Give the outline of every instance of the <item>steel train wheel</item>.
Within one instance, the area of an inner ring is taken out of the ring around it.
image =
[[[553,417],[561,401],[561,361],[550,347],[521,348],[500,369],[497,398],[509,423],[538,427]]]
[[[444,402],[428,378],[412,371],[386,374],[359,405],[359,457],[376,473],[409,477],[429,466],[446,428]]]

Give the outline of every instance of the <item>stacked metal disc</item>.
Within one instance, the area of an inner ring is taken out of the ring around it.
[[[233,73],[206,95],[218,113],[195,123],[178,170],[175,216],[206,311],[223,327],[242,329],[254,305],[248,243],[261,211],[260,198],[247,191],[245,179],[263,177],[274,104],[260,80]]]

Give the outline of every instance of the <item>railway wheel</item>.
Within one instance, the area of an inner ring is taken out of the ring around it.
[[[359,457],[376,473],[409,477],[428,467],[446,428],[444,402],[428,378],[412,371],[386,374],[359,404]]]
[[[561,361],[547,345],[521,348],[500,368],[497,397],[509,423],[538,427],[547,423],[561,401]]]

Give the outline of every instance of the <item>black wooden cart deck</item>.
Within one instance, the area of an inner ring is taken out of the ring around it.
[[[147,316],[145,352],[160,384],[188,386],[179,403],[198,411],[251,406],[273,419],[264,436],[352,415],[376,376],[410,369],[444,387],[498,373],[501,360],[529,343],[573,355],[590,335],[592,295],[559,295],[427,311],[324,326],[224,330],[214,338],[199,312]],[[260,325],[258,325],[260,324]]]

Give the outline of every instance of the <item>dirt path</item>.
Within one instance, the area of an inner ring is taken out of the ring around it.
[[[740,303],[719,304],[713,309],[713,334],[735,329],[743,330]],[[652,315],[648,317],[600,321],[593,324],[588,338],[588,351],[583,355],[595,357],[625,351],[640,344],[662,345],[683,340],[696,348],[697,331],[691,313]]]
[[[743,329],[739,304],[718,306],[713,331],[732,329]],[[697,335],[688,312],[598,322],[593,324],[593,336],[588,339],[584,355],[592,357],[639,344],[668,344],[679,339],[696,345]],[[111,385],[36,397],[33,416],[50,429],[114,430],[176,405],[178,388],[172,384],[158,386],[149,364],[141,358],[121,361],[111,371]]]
#####
▸ Aim of the task: Output only the lines from the one that contains "Give the outline of every instance of the <item>black" through the final line of the records, exactly as given.

▸ Response area:
Give the outline of every instance of the <item>black wooden cart deck</item>.
Within one instance, the area of an inner ring is taken out of the ring around it.
[[[147,316],[145,352],[160,384],[188,386],[179,403],[198,411],[251,406],[273,419],[264,436],[352,415],[376,376],[410,369],[444,387],[498,373],[501,360],[529,343],[573,355],[590,335],[592,295],[559,295],[427,311],[324,326],[224,330],[214,338],[199,312]],[[260,325],[258,325],[260,324]]]

Give the outline of every instance of the <item>dirt path</item>.
Within one instance, the area of an inner ring is taken out of the ring around it.
[[[740,303],[719,304],[713,309],[713,334],[735,329],[743,330]],[[652,315],[648,317],[600,321],[593,324],[588,338],[588,351],[583,355],[595,357],[625,351],[640,344],[662,345],[683,340],[696,348],[697,331],[691,313]]]
[[[743,329],[739,304],[718,306],[713,331],[732,329]],[[697,335],[688,312],[598,322],[593,324],[593,336],[588,339],[584,355],[592,357],[639,344],[668,344],[679,339],[696,345]],[[111,385],[36,397],[33,416],[50,429],[114,430],[176,405],[178,388],[172,384],[158,386],[149,364],[141,358],[121,361],[111,371]]]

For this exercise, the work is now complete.